◆ Problem: Copy each line below exactly and leave the pictures out.

━━━ Data supplied

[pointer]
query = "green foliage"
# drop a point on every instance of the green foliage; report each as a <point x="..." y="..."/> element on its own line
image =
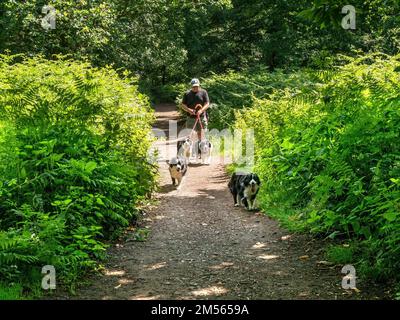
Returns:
<point x="73" y="150"/>
<point x="340" y="254"/>
<point x="328" y="151"/>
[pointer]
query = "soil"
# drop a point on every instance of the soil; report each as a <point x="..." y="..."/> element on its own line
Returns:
<point x="202" y="247"/>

━━━━━━

◆ Solution for this exercise:
[pointer]
query = "green foliage"
# drop a point on every instance of the green foliage; report each as a <point x="..." y="..."/> element on its own line
image =
Returns:
<point x="73" y="150"/>
<point x="340" y="254"/>
<point x="328" y="151"/>
[pointer]
query = "soil"
# drop a point on every instance of the soil; report each as a <point x="..." y="..."/> element on its own line
Returns:
<point x="202" y="247"/>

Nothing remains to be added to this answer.